⟨

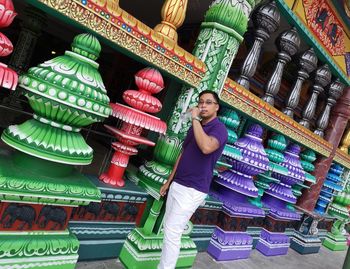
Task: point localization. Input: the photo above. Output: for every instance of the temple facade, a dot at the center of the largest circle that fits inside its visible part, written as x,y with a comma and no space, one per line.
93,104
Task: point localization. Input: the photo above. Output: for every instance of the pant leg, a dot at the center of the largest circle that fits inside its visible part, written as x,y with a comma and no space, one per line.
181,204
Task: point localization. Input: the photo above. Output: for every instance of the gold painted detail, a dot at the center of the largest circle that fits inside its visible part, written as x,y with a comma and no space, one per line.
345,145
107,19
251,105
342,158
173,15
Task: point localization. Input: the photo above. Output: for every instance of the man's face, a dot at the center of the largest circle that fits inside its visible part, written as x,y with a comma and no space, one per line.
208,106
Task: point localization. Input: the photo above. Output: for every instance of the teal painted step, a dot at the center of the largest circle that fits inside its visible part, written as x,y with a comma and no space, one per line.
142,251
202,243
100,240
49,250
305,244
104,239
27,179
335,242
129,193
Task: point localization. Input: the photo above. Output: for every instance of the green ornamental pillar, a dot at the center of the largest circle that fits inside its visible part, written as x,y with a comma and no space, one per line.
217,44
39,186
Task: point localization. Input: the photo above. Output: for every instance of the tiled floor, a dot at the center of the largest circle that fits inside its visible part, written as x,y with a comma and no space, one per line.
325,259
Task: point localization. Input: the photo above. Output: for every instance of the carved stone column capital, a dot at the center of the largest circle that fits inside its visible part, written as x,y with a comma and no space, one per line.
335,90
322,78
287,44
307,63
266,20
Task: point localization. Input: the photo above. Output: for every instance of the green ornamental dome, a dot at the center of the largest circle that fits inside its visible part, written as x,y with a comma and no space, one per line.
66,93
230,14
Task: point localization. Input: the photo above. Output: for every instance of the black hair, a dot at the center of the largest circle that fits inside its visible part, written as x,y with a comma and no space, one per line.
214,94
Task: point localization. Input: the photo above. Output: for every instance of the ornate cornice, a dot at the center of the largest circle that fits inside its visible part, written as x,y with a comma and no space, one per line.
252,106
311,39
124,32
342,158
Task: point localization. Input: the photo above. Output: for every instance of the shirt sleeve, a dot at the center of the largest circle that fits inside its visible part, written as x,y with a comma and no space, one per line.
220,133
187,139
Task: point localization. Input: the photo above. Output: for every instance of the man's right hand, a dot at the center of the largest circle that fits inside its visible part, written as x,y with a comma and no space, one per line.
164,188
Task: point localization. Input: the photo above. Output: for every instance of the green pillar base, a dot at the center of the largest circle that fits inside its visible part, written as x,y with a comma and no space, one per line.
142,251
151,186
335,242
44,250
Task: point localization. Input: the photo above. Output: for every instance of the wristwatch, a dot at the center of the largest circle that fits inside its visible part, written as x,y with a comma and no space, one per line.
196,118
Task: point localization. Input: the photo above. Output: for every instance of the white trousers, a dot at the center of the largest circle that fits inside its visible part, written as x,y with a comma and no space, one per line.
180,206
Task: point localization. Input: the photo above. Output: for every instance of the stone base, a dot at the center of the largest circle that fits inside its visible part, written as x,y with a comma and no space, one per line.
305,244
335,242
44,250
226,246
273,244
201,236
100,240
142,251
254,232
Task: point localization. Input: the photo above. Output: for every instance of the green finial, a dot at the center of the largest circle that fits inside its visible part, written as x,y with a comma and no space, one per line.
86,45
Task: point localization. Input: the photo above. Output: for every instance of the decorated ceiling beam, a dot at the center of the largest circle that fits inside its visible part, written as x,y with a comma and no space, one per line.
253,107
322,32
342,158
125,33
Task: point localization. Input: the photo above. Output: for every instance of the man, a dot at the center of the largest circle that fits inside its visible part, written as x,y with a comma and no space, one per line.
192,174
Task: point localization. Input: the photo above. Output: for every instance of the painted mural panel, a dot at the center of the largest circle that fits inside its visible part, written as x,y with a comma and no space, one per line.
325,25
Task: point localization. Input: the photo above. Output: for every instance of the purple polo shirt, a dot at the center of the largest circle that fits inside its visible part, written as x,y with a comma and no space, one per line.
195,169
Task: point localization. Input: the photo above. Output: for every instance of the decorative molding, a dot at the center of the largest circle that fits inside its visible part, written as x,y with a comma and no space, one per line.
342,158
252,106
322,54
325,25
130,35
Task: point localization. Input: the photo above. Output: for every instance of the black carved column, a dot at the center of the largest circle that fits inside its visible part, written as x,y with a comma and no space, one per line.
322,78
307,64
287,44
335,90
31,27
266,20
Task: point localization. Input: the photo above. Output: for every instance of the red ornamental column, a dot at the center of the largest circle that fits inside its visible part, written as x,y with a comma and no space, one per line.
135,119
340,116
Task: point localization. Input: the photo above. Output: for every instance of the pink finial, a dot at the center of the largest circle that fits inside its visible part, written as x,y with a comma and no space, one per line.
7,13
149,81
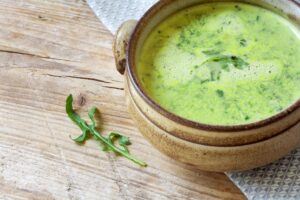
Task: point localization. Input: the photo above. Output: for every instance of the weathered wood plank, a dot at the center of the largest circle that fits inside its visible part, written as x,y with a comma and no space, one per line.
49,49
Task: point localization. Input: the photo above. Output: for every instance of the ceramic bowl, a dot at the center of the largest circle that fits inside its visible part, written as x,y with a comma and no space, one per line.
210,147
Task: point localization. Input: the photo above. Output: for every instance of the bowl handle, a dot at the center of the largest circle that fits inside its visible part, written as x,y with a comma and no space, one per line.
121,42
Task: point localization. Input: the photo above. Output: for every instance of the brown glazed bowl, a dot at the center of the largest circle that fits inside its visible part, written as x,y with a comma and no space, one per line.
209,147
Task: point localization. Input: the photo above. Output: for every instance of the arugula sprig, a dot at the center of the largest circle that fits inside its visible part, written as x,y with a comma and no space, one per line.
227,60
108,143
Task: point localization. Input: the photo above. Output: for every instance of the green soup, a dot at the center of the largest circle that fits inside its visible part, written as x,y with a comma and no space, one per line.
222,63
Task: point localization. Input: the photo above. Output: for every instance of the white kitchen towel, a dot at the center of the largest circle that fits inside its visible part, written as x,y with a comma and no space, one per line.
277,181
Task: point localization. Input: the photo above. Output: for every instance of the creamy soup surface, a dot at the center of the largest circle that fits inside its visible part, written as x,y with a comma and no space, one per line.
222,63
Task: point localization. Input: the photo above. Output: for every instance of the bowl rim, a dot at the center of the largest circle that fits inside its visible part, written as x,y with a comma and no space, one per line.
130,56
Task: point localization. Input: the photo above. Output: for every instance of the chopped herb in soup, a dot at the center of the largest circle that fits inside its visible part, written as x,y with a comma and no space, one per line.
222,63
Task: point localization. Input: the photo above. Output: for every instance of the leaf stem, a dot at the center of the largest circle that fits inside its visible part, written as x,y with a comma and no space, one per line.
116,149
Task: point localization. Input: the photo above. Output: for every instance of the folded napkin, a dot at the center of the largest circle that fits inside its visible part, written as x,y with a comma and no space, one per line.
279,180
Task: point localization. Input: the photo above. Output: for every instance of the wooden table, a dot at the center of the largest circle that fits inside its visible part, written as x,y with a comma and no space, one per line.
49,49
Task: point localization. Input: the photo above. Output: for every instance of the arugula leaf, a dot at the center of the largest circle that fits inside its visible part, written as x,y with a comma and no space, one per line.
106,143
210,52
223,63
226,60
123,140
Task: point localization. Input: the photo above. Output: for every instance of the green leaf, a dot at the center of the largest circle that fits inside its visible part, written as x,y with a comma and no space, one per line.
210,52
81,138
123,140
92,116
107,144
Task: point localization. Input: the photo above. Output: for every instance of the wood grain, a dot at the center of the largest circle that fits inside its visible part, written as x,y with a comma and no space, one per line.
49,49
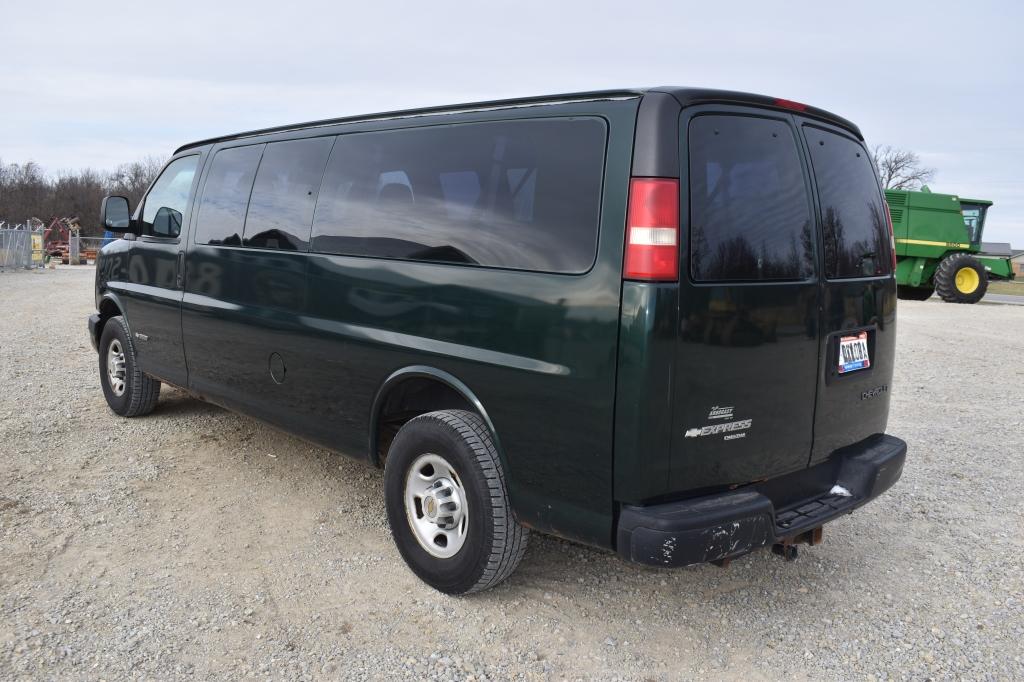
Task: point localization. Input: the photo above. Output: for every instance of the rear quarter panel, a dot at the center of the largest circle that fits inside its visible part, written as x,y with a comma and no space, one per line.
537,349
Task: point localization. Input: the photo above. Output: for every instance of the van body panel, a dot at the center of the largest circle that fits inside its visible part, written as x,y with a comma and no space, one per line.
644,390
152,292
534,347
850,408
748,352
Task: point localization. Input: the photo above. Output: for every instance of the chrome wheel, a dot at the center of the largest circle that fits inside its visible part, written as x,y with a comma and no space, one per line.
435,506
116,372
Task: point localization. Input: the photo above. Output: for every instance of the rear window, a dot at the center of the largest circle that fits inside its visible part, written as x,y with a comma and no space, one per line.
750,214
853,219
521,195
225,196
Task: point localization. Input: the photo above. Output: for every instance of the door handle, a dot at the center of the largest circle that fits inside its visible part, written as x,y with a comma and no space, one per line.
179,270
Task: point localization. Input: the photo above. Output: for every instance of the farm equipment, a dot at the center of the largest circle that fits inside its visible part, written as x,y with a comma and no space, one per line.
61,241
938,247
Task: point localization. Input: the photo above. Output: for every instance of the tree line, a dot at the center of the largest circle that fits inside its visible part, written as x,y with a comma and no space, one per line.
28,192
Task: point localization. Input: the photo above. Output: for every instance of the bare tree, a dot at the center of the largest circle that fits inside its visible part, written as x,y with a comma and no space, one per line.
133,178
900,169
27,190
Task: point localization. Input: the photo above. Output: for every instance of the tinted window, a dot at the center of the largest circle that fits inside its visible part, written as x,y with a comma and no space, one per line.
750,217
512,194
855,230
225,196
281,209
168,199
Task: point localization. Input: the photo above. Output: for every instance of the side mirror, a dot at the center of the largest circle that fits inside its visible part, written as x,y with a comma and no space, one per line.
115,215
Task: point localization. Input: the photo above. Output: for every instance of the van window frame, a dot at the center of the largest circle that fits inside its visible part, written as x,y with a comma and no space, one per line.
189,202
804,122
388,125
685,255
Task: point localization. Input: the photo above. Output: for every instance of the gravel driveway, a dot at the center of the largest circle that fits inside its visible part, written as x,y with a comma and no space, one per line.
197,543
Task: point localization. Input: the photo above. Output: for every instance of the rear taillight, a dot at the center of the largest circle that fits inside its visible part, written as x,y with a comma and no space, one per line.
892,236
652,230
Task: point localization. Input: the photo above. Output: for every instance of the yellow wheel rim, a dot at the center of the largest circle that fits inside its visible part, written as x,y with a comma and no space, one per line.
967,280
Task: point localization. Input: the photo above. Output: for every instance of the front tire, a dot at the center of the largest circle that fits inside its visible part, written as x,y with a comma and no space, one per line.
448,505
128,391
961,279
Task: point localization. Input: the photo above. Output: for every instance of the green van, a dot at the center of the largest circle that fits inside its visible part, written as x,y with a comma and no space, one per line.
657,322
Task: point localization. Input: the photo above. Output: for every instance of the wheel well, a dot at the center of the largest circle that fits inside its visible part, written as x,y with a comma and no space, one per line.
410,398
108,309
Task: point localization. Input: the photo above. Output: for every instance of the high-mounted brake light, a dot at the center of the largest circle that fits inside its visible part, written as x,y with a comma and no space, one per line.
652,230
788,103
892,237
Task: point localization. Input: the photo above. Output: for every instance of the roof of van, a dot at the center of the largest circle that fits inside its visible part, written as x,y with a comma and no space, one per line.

⟩

__Exercise brief__. Output the records exactly, from the line containing "of the high-mounted" through the end of the records, with both ends included.

__Reply__.
Task: point localization. Input: the photo above. Output: for every instance of the high-mounted brake light, a dot at the center of the largest circle that fits inside its visible part, written as x,y with a comma and no space, one per line.
652,230
788,103
892,237
Task: point localization. Input: the photo above. Output: for every instance of the roof of van, a dot at the center of the largest circle that fits inside its visible part, written as x,y with a comma and no space, one per line.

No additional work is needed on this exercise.